**Work to be completed**
If a line of the material holds the string "shoreline", please copy it.
Data extract Start Marker
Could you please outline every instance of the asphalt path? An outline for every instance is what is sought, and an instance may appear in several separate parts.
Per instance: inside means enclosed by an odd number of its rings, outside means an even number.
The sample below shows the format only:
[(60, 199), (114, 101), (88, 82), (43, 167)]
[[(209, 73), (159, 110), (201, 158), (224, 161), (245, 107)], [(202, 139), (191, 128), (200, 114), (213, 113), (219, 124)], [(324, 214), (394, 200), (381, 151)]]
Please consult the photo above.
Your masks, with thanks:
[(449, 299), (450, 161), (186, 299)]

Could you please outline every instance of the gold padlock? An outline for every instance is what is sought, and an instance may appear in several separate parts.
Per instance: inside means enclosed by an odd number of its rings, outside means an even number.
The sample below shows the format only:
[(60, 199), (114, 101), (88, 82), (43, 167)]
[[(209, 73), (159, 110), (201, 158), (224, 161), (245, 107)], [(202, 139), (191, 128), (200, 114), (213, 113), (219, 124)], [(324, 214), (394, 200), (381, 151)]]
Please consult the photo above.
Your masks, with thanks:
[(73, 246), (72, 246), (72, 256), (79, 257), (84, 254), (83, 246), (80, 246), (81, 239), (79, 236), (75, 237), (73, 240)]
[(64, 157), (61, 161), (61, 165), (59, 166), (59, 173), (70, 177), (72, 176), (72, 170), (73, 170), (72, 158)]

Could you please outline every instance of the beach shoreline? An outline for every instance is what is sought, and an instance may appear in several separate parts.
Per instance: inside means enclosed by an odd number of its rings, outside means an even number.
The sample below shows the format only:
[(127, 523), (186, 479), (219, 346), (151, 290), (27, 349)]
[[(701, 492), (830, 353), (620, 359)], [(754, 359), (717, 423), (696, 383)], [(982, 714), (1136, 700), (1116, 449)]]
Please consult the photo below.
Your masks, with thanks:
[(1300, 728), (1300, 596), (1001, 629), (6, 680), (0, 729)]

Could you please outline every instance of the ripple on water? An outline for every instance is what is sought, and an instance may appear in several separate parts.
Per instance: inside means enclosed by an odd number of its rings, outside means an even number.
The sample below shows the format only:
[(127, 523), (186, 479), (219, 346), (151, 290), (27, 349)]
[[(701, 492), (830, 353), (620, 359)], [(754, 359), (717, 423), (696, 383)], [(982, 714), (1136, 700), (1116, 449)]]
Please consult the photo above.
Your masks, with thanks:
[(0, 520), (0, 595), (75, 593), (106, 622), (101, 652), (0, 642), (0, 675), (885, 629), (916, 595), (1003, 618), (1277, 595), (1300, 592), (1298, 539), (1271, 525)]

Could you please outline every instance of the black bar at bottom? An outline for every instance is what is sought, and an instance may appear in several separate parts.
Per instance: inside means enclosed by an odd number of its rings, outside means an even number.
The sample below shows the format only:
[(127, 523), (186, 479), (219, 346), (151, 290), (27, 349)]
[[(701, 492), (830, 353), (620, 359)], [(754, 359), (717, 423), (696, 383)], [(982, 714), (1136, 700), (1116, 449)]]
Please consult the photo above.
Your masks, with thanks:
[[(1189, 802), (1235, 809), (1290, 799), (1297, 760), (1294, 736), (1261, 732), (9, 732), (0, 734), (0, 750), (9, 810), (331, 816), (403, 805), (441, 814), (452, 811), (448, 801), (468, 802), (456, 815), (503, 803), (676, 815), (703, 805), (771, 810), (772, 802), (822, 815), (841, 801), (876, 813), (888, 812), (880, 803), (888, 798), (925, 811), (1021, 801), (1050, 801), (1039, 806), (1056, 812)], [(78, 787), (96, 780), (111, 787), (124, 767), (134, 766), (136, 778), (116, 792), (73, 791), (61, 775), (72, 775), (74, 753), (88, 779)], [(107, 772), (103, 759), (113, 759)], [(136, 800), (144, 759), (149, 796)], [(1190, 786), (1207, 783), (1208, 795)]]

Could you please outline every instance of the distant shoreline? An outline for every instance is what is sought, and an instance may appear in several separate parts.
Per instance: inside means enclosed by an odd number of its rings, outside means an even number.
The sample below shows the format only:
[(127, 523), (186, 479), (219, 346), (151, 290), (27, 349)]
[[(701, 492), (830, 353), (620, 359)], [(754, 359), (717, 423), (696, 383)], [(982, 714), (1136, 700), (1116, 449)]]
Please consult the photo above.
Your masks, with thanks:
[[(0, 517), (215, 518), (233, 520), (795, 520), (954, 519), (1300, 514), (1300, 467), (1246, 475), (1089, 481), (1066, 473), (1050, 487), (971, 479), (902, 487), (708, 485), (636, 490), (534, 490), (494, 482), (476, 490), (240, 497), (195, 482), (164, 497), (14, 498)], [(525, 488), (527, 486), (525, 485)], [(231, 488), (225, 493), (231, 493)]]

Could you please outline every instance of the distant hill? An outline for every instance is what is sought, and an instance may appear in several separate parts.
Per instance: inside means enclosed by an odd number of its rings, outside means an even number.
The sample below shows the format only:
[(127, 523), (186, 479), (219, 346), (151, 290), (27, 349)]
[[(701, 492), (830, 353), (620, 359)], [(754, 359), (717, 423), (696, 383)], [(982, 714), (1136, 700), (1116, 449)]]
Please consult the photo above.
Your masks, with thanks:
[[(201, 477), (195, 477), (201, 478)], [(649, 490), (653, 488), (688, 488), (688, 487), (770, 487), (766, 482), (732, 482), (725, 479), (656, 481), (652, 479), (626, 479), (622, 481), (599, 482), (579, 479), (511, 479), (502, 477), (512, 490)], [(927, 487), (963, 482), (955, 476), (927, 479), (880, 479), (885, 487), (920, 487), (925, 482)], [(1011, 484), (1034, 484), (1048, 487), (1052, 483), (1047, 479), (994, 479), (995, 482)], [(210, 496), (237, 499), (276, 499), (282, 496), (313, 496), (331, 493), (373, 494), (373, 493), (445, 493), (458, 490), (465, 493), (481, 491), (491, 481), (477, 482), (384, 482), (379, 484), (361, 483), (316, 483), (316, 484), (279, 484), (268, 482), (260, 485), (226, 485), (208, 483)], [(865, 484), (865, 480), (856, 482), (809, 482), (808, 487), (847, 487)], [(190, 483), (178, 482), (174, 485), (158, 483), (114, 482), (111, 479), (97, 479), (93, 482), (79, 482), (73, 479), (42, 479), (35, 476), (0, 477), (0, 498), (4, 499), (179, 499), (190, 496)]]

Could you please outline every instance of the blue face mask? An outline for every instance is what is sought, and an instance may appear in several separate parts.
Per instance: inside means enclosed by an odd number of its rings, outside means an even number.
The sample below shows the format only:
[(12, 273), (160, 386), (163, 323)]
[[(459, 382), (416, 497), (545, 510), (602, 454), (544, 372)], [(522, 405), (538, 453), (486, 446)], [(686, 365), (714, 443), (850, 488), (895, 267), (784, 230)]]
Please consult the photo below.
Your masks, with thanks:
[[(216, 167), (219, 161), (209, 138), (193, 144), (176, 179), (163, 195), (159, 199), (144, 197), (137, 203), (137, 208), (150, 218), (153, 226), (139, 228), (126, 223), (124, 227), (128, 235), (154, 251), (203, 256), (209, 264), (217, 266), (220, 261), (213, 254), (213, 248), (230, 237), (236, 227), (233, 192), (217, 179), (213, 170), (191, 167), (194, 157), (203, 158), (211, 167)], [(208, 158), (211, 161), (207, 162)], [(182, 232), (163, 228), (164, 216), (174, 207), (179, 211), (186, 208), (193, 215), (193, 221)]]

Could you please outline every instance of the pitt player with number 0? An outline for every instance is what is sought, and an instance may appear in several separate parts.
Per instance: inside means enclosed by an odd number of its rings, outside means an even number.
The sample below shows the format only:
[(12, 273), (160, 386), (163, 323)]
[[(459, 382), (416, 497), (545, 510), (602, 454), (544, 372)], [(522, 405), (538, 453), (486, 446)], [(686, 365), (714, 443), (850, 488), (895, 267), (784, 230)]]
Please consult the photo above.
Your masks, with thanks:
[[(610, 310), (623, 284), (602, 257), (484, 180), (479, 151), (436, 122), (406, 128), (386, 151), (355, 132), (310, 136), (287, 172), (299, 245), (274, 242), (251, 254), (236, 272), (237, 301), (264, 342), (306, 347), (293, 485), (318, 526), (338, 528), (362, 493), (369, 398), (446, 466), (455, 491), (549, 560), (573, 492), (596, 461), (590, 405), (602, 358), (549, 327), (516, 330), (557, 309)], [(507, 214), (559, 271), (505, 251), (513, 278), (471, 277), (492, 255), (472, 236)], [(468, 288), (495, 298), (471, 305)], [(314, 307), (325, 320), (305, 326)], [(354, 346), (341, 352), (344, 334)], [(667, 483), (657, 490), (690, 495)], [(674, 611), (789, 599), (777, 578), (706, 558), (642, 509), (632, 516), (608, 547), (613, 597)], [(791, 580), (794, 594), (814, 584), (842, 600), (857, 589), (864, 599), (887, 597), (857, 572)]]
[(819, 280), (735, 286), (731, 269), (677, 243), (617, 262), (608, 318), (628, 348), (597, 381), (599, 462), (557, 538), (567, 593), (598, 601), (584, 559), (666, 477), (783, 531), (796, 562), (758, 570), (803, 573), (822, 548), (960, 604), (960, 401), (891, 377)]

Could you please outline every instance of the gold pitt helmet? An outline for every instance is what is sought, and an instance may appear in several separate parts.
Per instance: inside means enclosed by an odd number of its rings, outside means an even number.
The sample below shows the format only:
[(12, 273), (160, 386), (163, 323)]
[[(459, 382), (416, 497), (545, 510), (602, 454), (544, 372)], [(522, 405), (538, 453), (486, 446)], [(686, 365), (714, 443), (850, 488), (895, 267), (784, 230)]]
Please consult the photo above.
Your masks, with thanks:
Data extract End Marker
**Answer box**
Could you please outline every instance of the beach shoreline? An outline for every instance is what is sought, and an instance may appear in several separate parts.
Could you please outline every instance of the distant shoreline? An outline for every instance is what is sought, and an instance may appear in several separate parts.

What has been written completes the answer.